**To do**: Reproduce only the stretch of the data from the line containing "[spot] the reflection" through the end of the data, both ends included and the requests kept, adding 62 to each coordinate value in the answers.

**Records shown**:
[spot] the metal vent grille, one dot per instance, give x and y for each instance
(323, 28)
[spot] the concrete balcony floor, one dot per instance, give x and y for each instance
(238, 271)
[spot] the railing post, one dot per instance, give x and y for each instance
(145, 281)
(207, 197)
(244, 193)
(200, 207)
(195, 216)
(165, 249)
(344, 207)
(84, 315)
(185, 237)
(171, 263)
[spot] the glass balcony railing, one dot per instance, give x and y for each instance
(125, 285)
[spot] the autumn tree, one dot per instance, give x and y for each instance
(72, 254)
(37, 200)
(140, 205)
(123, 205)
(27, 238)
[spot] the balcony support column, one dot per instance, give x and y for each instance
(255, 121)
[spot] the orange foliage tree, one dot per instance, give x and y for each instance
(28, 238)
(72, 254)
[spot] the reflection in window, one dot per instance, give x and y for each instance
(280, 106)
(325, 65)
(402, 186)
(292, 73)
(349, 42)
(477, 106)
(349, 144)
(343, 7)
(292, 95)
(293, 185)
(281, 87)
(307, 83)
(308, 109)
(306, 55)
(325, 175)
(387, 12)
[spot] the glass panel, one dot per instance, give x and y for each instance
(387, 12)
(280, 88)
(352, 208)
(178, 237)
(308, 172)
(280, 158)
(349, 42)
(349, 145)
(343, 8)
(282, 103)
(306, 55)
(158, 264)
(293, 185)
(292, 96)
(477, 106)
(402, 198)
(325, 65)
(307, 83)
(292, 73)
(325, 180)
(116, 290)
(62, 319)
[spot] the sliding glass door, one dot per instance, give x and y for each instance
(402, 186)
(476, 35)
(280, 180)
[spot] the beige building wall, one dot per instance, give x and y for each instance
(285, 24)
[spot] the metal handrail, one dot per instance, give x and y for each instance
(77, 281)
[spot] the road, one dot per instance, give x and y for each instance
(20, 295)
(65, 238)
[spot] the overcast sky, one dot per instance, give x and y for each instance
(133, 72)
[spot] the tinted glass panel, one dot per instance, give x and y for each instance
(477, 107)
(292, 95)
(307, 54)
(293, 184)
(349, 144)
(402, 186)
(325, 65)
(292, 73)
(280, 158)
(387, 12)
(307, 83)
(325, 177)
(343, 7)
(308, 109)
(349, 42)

**Finished exercise**:
[spot] the reflection in window, one dot per instance, give x and y for each instance
(342, 168)
(387, 127)
(464, 248)
(354, 135)
(411, 104)
(539, 168)
(411, 206)
(405, 69)
(354, 157)
(355, 247)
(343, 149)
(369, 145)
(370, 171)
(368, 117)
(387, 237)
(449, 74)
[spot] the glass panel, one dot per instance, give x and y for each instance
(449, 74)
(342, 150)
(414, 270)
(240, 299)
(370, 234)
(342, 220)
(411, 104)
(411, 207)
(405, 70)
(344, 165)
(368, 117)
(220, 326)
(355, 247)
(354, 158)
(539, 168)
(464, 260)
(387, 127)
(369, 145)
(354, 135)
(387, 242)
(178, 352)
(124, 381)
[spot] the sliding glass door, one dot per instance, give x and y for each instance
(464, 248)
(538, 97)
(342, 242)
[spot] the beige building wall, one dot per instance, give x and y for each instance
(347, 86)
[spot] the metal handrail, one dot per instance, give x and y for each instance
(139, 343)
[spot] the road, one dot per instance, give x and y for each instance
(82, 357)
(127, 300)
[spot] the overcast sky, one dot per instance, give x and y for each instance
(195, 134)
[spot] the tinted glass panel, one dot per instance, give x and y for each instance
(539, 169)
(354, 157)
(369, 116)
(355, 246)
(411, 206)
(464, 248)
(387, 127)
(354, 135)
(342, 220)
(449, 74)
(369, 145)
(387, 239)
(405, 69)
(370, 171)
(411, 104)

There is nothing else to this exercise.